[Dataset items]

---*---

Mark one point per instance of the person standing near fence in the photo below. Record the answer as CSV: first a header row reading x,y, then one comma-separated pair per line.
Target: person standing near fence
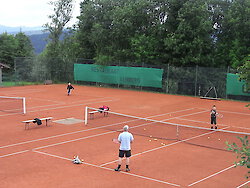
x,y
213,115
69,88
125,139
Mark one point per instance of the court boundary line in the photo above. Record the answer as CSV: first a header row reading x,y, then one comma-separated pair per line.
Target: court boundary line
x,y
59,143
209,123
19,152
110,169
59,107
65,134
232,112
243,184
160,147
210,176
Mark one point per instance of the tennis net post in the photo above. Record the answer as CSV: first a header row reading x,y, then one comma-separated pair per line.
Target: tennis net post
x,y
13,104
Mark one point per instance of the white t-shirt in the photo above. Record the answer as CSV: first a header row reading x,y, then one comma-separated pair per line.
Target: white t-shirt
x,y
125,138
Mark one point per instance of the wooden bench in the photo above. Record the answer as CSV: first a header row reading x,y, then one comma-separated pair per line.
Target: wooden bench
x,y
27,122
105,113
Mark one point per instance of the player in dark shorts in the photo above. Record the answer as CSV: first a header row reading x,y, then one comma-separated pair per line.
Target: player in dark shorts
x,y
69,87
213,114
125,139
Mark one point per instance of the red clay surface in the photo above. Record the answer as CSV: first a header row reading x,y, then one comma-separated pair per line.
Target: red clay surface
x,y
41,156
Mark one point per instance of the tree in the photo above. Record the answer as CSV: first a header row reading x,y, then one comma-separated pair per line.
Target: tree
x,y
243,152
8,47
233,42
24,46
191,42
244,72
62,15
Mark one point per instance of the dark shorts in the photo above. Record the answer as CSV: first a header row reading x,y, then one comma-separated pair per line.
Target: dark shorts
x,y
213,120
126,153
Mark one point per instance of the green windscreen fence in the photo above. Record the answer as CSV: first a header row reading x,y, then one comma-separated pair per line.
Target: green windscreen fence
x,y
235,86
136,76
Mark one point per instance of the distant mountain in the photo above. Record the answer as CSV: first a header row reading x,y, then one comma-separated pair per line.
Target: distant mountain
x,y
14,30
39,42
36,35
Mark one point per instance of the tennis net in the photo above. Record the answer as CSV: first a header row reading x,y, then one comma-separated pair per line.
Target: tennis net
x,y
161,130
12,104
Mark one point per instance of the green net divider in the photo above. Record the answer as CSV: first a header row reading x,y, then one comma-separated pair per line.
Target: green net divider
x,y
235,86
137,76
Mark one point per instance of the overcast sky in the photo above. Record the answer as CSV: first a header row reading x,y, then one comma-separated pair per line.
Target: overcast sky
x,y
30,13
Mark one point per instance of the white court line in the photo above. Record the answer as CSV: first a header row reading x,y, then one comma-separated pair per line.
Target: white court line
x,y
89,100
202,122
126,173
21,91
209,123
75,132
19,152
171,112
229,112
189,114
174,143
59,143
211,175
69,106
77,139
243,184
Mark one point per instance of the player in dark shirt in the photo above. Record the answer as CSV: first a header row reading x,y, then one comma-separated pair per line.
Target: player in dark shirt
x,y
213,114
69,87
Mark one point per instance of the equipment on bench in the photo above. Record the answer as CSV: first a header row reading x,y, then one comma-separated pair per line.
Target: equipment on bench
x,y
37,120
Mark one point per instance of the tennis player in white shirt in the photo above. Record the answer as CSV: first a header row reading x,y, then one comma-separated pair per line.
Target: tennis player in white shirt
x,y
125,139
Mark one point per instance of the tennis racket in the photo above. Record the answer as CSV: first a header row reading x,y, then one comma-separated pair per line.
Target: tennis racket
x,y
115,140
220,115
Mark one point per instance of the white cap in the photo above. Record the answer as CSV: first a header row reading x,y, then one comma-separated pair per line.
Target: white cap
x,y
126,127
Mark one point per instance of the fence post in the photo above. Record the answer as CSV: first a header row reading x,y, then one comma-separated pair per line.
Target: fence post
x,y
167,89
196,77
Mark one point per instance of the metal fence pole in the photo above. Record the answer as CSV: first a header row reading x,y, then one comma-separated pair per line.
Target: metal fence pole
x,y
196,77
167,89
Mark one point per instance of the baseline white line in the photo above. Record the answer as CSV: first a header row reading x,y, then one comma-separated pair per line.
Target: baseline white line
x,y
97,166
229,112
19,152
243,184
96,134
171,112
209,123
202,122
82,138
90,100
174,143
211,176
75,132
189,114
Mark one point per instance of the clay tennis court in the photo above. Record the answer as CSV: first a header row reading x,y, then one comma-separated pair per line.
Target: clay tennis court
x,y
41,155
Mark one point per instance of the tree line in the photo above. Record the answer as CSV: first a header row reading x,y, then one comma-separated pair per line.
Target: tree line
x,y
208,33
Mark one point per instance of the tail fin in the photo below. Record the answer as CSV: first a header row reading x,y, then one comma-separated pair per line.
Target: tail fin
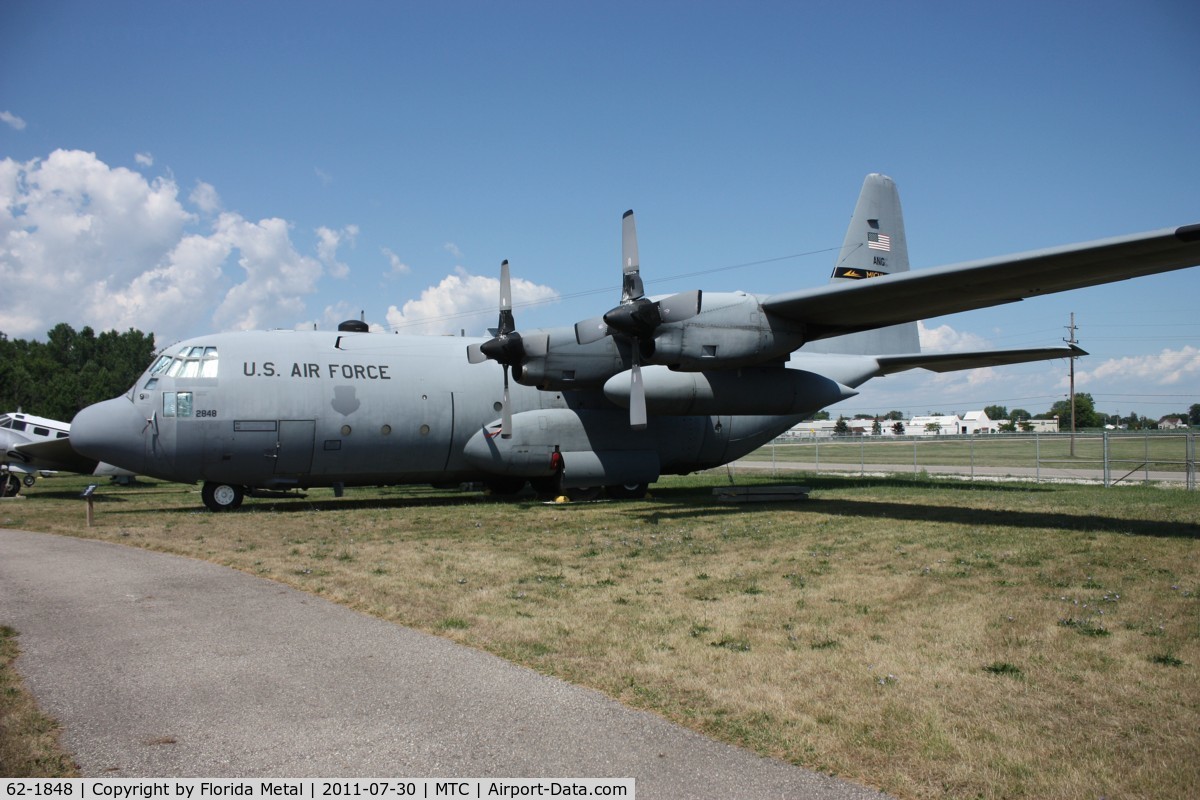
x,y
875,245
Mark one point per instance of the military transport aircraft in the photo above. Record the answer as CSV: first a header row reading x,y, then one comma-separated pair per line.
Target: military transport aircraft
x,y
654,386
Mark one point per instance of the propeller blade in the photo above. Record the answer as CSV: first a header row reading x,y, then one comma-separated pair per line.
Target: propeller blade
x,y
631,278
636,394
684,305
591,330
507,410
508,324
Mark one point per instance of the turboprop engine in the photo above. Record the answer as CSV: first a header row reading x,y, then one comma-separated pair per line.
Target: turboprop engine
x,y
749,391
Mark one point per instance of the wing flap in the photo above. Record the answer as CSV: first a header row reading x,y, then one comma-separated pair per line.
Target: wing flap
x,y
863,305
955,361
53,455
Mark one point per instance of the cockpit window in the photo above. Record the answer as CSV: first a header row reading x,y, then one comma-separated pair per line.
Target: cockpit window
x,y
191,362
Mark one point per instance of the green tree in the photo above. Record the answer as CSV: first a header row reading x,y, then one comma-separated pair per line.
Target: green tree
x,y
1085,413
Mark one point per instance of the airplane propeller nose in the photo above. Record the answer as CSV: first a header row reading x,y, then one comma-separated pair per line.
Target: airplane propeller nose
x,y
111,432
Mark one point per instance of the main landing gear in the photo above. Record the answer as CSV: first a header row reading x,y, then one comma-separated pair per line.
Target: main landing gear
x,y
222,497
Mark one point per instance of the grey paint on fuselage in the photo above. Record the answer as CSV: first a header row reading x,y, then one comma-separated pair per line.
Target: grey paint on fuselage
x,y
717,373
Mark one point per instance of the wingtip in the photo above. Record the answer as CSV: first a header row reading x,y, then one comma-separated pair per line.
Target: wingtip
x,y
1188,233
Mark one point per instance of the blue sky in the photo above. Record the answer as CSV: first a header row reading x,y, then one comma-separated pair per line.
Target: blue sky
x,y
184,168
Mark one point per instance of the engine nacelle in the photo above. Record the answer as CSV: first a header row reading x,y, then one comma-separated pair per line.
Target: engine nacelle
x,y
556,361
748,391
527,453
732,331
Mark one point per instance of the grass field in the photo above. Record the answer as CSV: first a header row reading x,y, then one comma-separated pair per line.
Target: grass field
x,y
933,639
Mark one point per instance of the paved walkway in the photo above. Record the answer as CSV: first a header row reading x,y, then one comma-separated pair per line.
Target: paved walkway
x,y
160,666
1047,474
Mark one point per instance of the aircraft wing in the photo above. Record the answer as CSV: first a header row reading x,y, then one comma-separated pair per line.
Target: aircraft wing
x,y
53,455
954,361
846,307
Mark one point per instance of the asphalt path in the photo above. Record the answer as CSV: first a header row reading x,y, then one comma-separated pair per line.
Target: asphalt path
x,y
161,666
1048,474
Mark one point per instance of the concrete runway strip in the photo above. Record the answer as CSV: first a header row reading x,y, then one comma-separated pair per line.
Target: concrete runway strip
x,y
160,666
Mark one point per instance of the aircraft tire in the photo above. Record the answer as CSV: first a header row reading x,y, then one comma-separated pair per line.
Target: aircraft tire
x,y
628,491
222,497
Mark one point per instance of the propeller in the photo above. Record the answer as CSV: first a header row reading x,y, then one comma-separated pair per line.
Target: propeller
x,y
505,347
636,318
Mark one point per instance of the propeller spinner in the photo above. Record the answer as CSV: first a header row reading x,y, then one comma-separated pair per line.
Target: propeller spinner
x,y
507,347
636,318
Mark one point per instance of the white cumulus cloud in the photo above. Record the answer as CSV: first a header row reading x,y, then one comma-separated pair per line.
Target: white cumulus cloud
x,y
1164,368
89,244
945,338
462,301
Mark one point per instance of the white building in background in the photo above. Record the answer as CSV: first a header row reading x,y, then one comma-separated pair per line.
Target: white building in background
x,y
934,426
948,425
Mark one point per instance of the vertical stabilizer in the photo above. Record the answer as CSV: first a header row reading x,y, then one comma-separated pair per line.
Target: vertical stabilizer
x,y
875,245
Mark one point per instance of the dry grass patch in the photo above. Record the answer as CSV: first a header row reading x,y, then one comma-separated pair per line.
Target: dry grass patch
x,y
931,639
29,740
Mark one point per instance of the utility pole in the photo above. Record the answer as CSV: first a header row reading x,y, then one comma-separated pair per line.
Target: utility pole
x,y
1071,340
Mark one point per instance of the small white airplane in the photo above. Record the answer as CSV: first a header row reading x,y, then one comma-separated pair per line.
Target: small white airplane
x,y
655,386
35,445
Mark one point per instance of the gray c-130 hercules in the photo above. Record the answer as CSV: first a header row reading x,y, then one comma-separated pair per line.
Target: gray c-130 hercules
x,y
654,386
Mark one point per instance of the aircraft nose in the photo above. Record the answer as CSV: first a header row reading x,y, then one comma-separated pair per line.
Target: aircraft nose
x,y
111,432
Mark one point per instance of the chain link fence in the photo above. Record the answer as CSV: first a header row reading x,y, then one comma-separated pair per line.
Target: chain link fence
x,y
1113,458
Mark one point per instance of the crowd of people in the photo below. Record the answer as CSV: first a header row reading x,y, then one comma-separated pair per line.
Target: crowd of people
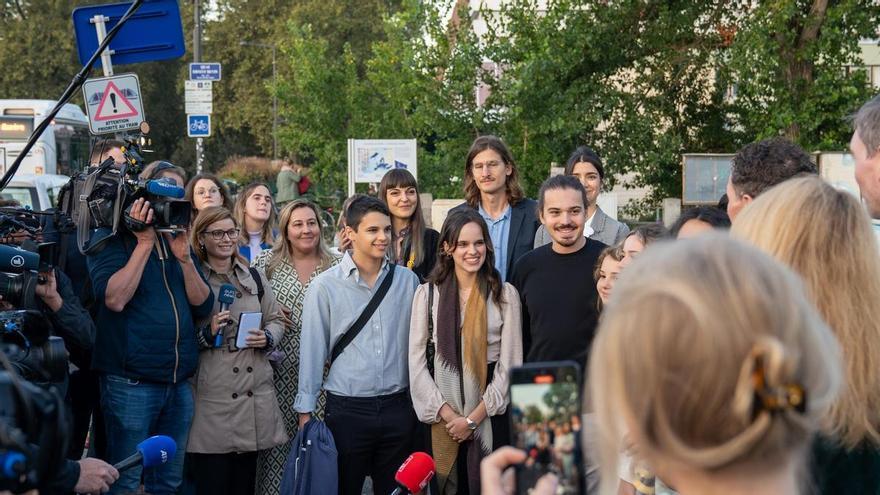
x,y
731,353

---*---

◆ GIVEN TASK ◆
Return verbatim every line from the line containing "Mark one point per instance of the small" to the last line of the entries above, inclusive, and leave out the pictures.

◆ RIGHT ANSWER ◆
Mark one point per instance of the small white airplane in the photo above. Record the answer as CSV: first a header row reading x,y, then one comma-separated pair per line.
Target: small white airplane
x,y
655,386
35,445
Mark one point per instance of the gray c-130 hercules in the photo above. Record the answer as CSV: first a header row reading x,y, then one comma-separated pair per line.
Target: gray c-130 hercules
x,y
654,386
Mark one point per instance of the aircraft nose in the photo above. Record the answer as CSV: first a header row reading x,y, then one comma-separated pair per line.
Target: aircraft nose
x,y
111,432
Mark one point per instance of the chain link fence in the photo above. Record the answer as CSV: first a header row reading x,y, then one comma-separated pair per line.
Target: chain link fence
x,y
1113,458
Mark one point per instance of the crowd of people in the photo below. Record the answer as CSV: first a header row reading x,y, then one comma-separated pair per line.
Target: crowd of people
x,y
731,353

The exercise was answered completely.